*Supplied text*:
-- Opening Marker --

Humanistic psychology and self-esteem : LUSENET : History & Theory of Psychology : One Thread

How do current Humanistic psychologists include self-esteem in their thoery?

-- Michelle Im (, May 02, 2004


Hi Michelle, I am not an expert on current Humanistic Psychology, but I will offer my views and suggestion. Maslow (one of the fathers of Humanistic Psychology) developed a theory of a hierarchy of needs, where for the most part the lower needs had to be relatively satisfied to allow you more attention to the higher needs. The following is a list of his categories of needs from the lowest to the highest: physiological, safety, love (and belonging), esteem, self-actualization. Some people also squeeze cognitive needs and esthetic needs right before the self-actualization needs category. One complication is that maybe self-esteem, recognition from others, saftey, and our need for power overlap, at least at times. That would put self-esteem in possibly in the following need categories of Maslow: esteem, love & belonging, and possibly safety. Power needs (not one of Maslow major categories) might also be related. For a short summary of one interpretation of Maslow's hierarchy needs go to . In my opinion Maslow's theory (presented about 50 years ago) was a breath of fresh air, when many in psychology were often pessimistic and often focused on simplier activites. However, some might see Maslow as somewhat overly optimistic about human nature in terms of morality and how much we can grow (i.e., self-actualization). You might judge this yourself. I hope this helps. Paul

-- Paul Kleinginna (, May 02, 2004.

-- Closing Marker --

*Entries supplied*:
-- Opening Marker --

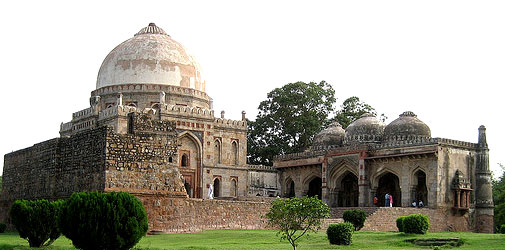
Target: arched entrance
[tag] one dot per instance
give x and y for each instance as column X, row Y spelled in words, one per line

-- Closing Marker --
-- Opening Marker --

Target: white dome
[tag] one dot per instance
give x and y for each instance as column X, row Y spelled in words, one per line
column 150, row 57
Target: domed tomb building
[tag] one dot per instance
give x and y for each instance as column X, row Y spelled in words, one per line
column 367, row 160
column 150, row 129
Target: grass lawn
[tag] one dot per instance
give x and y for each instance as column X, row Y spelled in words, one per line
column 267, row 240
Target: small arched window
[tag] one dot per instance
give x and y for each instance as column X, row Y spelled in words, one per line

-- Closing Marker --
-- Opening Marker --

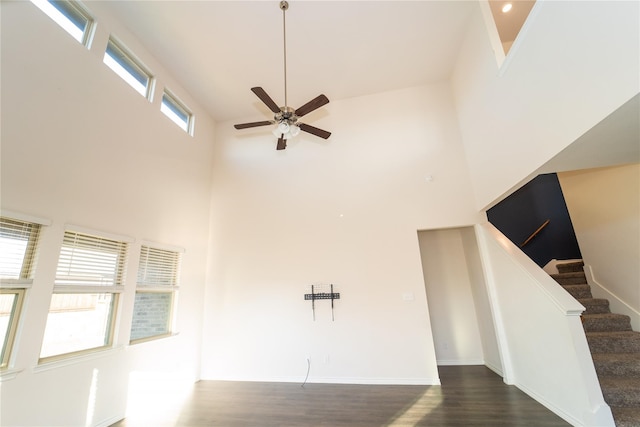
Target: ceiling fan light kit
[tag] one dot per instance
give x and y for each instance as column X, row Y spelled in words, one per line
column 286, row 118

-- Closing Marker --

*Directions*:
a - According to the humanistic psychology and self-esteem thread, which category of needs sits at the top of Maslow's hierarchy?
b - Write the next part of the thread on humanistic psychology and self-esteem, picking up after its final line.

*Exercise results*:
a - Self-actualization.

b -
I checked Don Moss's edited book Humanistic and Transpersonal Psychology: A Historical and Biographical Sourcebook (Greenwood Press, 1999) and it included only two index entries to self-esteem. You might check the items referenced in the critique there:

Bednar, R. L. & Peterson, S. R. (1995). Self-esteem: Paradoxes and innovations in clinical theory and practice. Washington DC: American Psychological Association.

Greenier, K. D., Kernis, M. H., & Waschul, S. B. (1995). Not all high (or low) self-esteem people are the same: Theory and research on stability of self-esteem. In M. H Kernis (Ed.), Efficacy, agency, and self-esteem (pp. 51-71). New York: Plenum Press. [the entire book by Kernis is relevant]

-- Hendrika Vande Kemp (, May 03, 2004.